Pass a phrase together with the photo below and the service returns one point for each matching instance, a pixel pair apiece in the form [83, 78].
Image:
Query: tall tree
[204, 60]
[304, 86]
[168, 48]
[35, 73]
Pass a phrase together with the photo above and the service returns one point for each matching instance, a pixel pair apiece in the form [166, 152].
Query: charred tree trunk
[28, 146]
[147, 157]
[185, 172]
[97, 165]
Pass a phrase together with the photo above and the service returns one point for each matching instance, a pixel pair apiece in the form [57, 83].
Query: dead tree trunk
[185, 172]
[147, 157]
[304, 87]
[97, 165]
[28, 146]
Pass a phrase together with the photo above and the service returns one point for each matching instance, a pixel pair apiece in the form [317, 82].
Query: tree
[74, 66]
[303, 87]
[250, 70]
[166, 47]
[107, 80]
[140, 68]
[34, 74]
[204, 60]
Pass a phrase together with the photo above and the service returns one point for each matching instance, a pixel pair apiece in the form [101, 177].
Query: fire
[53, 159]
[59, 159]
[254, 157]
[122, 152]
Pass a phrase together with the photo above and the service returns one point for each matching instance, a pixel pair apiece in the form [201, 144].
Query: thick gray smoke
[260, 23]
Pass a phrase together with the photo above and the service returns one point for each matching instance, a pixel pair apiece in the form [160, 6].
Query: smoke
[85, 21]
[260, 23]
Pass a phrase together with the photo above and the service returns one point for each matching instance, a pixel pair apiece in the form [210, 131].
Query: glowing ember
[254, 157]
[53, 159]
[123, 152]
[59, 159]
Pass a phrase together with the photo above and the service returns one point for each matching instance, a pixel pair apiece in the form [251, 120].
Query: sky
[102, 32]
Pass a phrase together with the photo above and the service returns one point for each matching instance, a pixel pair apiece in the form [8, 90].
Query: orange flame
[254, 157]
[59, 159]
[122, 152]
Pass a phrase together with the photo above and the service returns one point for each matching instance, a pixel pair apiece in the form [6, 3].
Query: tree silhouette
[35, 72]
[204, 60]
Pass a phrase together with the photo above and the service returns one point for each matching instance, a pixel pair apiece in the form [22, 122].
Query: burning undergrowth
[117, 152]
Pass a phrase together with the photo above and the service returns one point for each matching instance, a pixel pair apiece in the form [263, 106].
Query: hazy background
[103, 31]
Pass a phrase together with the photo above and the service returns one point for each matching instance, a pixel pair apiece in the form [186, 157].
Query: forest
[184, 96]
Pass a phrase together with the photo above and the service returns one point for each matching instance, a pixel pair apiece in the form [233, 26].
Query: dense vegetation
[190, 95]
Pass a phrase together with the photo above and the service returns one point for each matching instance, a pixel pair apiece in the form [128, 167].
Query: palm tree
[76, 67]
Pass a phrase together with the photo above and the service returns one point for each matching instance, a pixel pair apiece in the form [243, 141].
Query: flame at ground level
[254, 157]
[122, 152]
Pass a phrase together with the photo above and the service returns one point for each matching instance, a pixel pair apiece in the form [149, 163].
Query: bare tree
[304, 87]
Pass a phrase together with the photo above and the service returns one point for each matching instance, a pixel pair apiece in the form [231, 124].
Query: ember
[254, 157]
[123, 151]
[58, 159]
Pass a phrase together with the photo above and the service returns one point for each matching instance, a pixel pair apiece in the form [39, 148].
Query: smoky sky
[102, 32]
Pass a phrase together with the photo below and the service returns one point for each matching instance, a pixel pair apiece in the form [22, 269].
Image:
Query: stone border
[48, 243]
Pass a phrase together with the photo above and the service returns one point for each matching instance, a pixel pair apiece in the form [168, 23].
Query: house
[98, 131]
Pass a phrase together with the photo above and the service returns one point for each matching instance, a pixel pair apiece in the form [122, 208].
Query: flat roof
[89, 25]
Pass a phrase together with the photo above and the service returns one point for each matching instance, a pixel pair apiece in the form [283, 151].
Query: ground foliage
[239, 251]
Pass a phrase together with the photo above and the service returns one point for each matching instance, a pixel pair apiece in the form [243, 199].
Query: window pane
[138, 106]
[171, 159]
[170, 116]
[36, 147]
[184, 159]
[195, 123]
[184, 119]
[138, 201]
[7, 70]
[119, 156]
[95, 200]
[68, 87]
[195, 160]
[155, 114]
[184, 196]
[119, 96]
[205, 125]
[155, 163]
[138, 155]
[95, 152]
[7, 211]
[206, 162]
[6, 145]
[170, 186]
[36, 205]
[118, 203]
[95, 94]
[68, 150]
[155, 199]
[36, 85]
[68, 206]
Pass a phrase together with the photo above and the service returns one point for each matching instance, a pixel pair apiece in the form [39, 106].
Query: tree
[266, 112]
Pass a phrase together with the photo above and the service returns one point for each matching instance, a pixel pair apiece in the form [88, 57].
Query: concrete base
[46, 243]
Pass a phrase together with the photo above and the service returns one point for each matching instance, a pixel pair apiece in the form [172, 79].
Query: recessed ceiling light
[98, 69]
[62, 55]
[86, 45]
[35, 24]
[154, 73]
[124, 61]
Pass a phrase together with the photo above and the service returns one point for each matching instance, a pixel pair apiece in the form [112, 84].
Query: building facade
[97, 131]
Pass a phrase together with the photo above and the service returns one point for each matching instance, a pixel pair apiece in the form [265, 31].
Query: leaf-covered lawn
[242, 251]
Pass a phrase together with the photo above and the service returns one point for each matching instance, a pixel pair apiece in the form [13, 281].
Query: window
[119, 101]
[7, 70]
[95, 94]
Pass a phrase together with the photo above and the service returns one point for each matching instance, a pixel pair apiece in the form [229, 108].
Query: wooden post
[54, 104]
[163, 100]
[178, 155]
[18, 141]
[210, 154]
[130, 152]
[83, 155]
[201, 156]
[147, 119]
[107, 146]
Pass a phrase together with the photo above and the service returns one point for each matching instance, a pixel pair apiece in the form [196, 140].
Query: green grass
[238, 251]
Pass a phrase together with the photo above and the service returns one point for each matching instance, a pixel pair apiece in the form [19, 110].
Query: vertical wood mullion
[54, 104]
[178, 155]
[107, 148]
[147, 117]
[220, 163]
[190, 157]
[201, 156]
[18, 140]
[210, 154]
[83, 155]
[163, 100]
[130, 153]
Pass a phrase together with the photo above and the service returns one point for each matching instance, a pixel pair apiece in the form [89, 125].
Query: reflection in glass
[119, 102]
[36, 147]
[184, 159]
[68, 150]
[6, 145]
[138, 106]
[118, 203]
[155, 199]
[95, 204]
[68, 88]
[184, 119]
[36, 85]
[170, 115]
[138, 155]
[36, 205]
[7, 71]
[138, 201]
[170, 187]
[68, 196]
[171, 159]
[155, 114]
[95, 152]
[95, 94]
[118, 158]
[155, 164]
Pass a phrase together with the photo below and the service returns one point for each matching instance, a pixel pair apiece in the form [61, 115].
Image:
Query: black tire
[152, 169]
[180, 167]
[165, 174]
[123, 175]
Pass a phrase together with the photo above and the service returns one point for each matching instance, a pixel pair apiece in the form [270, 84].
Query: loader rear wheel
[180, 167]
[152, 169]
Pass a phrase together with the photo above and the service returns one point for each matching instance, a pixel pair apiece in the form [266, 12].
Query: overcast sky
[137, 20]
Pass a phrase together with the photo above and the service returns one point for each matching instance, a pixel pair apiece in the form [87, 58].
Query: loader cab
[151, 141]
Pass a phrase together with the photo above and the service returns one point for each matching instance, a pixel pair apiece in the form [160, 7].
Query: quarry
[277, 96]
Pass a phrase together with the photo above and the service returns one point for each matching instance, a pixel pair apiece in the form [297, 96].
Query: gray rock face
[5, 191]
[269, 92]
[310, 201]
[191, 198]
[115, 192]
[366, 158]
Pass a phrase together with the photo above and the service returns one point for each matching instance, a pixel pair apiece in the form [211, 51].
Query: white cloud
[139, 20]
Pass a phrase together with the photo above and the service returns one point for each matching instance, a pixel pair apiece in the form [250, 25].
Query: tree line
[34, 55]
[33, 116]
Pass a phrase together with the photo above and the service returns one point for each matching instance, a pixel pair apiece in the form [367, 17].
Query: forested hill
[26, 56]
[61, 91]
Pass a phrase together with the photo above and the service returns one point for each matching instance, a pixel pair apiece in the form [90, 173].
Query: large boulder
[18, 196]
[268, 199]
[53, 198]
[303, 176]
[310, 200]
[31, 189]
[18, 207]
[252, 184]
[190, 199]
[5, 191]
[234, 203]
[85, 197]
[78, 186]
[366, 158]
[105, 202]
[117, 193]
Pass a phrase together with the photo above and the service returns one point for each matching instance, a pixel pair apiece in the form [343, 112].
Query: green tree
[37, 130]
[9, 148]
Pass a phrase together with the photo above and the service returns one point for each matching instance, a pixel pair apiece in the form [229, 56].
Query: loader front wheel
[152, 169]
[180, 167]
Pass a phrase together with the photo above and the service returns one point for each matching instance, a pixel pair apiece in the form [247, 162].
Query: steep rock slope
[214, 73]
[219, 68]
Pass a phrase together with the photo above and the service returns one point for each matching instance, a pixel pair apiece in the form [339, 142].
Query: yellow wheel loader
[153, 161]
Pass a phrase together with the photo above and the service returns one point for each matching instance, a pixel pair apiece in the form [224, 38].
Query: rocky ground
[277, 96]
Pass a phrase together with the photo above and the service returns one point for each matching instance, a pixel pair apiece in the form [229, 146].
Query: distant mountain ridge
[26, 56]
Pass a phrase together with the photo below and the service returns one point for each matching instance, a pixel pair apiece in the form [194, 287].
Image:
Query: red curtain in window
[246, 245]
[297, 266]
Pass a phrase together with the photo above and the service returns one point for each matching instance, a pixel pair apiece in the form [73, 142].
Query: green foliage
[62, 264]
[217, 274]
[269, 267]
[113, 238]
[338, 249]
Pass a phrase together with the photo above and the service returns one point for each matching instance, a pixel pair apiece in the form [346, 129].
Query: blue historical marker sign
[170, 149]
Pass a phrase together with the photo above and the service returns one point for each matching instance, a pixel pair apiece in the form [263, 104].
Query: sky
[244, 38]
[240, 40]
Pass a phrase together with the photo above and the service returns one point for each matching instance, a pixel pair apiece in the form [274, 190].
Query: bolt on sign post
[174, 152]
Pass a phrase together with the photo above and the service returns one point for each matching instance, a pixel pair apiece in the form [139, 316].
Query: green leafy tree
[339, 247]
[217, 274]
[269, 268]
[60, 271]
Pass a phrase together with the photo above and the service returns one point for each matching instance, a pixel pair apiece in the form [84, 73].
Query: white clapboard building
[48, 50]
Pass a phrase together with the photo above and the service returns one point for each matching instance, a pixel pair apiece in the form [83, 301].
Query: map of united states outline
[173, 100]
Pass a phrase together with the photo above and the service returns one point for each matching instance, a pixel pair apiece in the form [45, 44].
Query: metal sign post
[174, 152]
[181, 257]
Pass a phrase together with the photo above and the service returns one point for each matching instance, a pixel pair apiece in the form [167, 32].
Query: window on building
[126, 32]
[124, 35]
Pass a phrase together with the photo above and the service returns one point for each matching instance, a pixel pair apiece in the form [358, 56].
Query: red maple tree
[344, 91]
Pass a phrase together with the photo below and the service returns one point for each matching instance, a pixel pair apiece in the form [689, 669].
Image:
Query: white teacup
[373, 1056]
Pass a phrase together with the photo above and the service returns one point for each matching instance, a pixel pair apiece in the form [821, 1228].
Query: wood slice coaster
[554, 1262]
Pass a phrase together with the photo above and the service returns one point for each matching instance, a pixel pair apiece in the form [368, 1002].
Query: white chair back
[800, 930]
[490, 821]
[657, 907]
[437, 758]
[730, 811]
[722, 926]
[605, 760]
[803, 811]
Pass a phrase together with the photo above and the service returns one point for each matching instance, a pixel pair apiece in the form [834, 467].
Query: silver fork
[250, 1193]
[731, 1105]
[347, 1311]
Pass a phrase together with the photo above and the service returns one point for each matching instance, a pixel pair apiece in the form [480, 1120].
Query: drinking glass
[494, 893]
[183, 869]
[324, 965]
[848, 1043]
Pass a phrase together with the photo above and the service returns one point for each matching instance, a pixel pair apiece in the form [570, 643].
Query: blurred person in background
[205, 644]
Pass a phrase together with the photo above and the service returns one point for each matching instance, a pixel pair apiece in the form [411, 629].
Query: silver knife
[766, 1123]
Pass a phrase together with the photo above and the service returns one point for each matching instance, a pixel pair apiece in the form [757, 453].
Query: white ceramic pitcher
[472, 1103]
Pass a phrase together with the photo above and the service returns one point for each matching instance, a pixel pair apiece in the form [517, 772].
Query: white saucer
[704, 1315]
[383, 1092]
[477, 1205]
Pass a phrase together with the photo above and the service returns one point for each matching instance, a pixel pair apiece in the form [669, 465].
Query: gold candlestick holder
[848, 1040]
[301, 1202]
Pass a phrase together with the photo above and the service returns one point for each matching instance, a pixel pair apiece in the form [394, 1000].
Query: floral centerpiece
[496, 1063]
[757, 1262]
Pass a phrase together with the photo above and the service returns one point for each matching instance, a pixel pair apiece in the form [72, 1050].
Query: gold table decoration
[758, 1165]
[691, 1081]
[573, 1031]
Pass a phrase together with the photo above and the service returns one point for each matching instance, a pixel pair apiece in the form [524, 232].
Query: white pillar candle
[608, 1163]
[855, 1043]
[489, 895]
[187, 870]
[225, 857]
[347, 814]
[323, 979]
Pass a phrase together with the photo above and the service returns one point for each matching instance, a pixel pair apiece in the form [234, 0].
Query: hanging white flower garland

--- DIRECTION ---
Copy the material above exactly, from the line containing "form [394, 1000]." through the last line of the material, both included.

--- FULL OUTPUT ---
Pass a phrase together with the photo above and the service returns one point for each matching instance, a pixel pair apiece in the form [394, 1000].
Query: floral centerpiece
[496, 1063]
[757, 1262]
Pass a phrase together with the photo above and the service returns one point for each matching instance, a pixel pair apiece in the form [72, 1050].
Query: gold table decoration
[758, 1165]
[691, 1081]
[573, 1031]
Pass a phrase together with the photo above and the service returns one point for each matching instance, a pixel pair apiece in the form [524, 232].
Query: white pillar candle
[608, 1163]
[855, 1043]
[489, 895]
[187, 870]
[225, 857]
[347, 814]
[323, 979]
Pass a phrase together with the photo above and the service returns one point for each matching instance, a pixel pair apiece in the form [234, 0].
Query: hanging white flower garland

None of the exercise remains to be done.